── Data supplied ──

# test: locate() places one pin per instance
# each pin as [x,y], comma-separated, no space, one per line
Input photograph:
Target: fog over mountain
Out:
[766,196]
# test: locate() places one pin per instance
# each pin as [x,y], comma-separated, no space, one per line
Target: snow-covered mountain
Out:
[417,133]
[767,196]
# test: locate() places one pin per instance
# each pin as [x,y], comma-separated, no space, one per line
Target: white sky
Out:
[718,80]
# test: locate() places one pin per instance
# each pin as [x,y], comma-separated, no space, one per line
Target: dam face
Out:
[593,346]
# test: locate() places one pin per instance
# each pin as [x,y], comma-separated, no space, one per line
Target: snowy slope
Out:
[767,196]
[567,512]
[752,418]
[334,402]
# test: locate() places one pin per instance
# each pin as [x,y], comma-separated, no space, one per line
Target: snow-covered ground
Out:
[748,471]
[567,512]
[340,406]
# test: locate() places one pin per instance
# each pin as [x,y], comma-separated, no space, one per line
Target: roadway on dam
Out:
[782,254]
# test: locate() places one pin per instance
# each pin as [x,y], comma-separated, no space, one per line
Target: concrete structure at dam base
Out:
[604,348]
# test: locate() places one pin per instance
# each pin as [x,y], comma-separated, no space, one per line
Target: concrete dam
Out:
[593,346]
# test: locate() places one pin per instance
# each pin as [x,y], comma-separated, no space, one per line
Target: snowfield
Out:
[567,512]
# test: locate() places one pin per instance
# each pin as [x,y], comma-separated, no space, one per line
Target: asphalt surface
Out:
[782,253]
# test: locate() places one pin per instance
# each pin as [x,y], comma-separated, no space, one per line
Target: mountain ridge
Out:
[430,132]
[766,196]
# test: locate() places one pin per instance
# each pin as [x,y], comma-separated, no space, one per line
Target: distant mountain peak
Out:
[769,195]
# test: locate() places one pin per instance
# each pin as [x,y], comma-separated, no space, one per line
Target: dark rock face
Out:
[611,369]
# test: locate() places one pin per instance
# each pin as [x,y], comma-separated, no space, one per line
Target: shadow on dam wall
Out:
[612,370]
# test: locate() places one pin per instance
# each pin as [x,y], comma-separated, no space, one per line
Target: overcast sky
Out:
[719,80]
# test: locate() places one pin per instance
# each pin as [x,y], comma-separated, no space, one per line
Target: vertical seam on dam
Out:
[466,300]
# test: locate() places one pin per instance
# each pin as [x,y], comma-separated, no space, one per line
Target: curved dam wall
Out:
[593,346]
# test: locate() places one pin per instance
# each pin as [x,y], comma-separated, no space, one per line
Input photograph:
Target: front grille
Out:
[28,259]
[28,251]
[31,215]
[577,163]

───

__Brief__: Which lines of the listing above contain the word "mountain"? Show each of them in full, matching case exactly.

__Completed task__:
Target: fog over mountain
Target: snow-covered mountain
Target: mountain ridge
Target: distant mountain peak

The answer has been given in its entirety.